WHAT IS EXPECTED.
Identify every line in the lines below that contains the word "surface" and copy each one in full.

STORED DATA.
◆ ◆ ◆ ◆ ◆ ◆ ◆

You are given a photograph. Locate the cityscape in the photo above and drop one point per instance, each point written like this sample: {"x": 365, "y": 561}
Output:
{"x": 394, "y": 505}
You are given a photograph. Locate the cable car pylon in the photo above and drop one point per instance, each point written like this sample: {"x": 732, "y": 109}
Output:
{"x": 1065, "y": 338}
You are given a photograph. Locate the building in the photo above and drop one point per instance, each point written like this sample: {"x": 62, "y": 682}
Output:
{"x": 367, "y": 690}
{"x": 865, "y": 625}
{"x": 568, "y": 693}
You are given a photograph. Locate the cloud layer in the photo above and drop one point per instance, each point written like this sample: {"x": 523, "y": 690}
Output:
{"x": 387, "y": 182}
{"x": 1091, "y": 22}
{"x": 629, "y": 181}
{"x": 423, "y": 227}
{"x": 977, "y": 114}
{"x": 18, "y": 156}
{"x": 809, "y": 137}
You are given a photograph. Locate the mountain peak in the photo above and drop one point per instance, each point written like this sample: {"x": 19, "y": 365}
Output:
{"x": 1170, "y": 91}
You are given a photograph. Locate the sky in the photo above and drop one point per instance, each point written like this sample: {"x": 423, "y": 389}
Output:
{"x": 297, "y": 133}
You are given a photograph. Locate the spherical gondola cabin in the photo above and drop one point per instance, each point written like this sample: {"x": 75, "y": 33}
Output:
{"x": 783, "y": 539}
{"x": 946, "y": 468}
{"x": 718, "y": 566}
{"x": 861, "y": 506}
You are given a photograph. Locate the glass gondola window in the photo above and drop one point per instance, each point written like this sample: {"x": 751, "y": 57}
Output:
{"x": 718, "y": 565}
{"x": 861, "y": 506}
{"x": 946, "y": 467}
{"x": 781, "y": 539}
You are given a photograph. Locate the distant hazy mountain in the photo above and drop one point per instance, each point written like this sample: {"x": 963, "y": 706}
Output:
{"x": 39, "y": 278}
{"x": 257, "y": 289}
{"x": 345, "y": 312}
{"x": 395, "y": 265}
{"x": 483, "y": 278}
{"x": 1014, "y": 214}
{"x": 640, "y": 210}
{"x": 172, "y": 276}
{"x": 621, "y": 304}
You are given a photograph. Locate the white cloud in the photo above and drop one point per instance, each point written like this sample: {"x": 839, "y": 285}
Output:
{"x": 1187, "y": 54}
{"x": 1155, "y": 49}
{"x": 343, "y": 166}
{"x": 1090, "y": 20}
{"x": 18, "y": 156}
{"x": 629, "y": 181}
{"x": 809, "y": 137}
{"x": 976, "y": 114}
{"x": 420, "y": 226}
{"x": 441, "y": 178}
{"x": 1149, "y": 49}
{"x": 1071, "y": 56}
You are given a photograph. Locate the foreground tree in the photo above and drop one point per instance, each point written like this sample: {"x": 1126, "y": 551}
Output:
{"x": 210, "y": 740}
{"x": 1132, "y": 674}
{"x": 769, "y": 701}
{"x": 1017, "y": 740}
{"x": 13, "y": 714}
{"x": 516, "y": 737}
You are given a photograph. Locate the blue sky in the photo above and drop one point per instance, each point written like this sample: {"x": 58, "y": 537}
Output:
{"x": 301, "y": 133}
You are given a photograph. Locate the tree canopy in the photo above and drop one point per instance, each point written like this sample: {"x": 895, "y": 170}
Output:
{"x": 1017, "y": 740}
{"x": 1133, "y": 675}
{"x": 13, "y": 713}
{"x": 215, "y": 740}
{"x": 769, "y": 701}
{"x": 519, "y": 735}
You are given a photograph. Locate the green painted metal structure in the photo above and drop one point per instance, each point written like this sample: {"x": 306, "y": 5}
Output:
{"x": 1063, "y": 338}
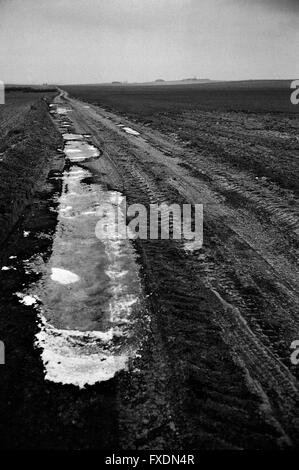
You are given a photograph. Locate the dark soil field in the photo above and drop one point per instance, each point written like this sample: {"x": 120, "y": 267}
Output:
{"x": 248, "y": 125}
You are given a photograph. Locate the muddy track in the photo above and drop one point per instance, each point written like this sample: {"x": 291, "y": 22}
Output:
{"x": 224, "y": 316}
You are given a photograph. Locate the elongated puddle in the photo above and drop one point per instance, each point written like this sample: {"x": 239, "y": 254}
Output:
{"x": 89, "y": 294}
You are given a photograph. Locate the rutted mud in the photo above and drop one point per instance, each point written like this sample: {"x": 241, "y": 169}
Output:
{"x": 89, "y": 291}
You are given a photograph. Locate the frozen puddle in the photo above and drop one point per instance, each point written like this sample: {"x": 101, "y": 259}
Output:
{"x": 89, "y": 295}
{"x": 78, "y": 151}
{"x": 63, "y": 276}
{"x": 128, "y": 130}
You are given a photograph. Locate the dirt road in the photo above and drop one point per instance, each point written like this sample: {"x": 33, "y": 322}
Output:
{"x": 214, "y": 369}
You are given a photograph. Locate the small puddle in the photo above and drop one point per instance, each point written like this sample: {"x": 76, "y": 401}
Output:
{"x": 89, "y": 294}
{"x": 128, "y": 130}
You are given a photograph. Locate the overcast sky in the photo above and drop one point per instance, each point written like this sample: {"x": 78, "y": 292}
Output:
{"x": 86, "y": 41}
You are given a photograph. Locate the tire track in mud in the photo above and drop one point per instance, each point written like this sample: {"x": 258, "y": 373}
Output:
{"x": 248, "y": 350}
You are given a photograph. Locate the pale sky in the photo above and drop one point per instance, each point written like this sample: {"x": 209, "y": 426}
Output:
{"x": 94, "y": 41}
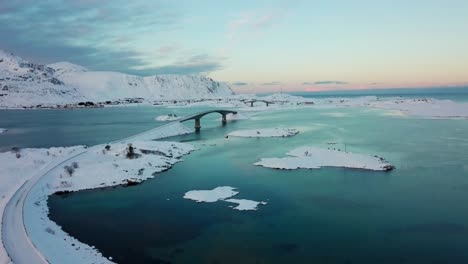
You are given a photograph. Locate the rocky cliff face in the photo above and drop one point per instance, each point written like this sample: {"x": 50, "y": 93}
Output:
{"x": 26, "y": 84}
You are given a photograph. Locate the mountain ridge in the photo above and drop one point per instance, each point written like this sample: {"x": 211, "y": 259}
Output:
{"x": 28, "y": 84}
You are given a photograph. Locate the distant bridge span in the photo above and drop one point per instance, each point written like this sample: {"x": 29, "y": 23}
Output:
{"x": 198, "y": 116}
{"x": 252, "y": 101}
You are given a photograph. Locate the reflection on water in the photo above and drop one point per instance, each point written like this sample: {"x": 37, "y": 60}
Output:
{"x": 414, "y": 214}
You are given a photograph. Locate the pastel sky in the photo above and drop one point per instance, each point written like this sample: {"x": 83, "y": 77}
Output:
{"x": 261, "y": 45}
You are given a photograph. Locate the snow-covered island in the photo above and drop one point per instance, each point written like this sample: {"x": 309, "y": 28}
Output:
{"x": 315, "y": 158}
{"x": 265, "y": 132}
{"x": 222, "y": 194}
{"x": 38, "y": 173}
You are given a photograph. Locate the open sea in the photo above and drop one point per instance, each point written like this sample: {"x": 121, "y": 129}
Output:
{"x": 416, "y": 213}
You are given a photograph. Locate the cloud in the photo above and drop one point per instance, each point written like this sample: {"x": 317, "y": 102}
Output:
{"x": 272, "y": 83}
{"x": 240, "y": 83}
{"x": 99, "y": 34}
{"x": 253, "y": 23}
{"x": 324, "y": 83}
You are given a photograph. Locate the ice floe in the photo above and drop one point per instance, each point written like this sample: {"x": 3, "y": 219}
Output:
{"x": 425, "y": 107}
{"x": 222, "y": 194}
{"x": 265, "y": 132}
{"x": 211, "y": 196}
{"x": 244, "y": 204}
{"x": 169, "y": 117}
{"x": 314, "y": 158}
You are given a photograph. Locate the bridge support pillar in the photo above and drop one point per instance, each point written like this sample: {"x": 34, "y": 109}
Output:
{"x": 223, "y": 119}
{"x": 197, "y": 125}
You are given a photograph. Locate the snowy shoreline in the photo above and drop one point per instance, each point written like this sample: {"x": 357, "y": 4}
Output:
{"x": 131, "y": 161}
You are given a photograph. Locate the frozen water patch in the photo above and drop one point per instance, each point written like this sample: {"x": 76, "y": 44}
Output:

◆ ◆ ◆ ◆ ◆ ◆ ◆

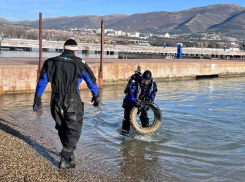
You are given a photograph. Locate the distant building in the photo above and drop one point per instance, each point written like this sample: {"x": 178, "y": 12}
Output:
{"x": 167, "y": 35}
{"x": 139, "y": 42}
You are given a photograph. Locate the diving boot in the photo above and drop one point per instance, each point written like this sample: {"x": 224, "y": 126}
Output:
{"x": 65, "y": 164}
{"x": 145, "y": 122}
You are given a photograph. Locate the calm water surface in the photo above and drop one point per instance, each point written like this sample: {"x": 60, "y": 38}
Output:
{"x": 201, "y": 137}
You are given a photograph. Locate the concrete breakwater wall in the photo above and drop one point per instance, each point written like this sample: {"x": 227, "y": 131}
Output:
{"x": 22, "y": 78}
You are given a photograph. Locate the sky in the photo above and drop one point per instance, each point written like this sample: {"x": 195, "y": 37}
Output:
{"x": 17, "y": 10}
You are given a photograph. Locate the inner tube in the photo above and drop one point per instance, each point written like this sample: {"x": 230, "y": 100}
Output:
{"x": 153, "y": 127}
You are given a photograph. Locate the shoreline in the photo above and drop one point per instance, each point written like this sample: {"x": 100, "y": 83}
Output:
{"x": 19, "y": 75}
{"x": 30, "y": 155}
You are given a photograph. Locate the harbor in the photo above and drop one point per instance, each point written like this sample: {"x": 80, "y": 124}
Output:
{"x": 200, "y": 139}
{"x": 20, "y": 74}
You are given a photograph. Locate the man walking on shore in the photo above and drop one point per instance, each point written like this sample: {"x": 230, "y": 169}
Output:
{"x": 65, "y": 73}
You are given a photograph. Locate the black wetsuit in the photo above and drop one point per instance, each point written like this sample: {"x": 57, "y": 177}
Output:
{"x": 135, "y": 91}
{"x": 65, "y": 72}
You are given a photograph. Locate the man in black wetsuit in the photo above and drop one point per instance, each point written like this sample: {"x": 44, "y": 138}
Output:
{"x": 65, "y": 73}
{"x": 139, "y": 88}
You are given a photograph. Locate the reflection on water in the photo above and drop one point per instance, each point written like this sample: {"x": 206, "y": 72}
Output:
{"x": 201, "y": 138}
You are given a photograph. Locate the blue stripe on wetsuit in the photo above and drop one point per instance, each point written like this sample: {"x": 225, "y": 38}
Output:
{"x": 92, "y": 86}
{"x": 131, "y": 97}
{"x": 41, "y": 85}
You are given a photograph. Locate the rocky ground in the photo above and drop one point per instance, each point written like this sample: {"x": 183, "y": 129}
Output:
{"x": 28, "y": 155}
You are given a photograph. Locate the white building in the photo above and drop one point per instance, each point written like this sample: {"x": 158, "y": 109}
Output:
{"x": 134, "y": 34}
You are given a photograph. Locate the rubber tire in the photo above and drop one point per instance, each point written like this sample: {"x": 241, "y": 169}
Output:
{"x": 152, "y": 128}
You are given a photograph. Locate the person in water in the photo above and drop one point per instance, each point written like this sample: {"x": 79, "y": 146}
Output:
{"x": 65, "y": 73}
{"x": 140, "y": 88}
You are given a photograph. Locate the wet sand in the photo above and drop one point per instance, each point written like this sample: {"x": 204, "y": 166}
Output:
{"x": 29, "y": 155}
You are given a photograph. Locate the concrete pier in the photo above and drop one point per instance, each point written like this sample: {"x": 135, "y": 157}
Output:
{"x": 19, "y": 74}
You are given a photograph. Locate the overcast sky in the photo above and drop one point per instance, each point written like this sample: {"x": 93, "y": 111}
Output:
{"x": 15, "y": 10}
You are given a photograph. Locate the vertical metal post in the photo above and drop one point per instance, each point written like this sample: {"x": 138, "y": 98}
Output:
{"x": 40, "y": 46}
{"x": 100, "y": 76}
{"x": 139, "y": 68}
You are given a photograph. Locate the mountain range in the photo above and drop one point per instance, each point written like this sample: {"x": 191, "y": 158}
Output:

◆ ◆ ◆ ◆ ◆ ◆ ◆

WORKED SOLUTION.
You are given a photograph. Locate the calm water surface in the photo above and drop one point per instance, each point written like this sample: {"x": 60, "y": 38}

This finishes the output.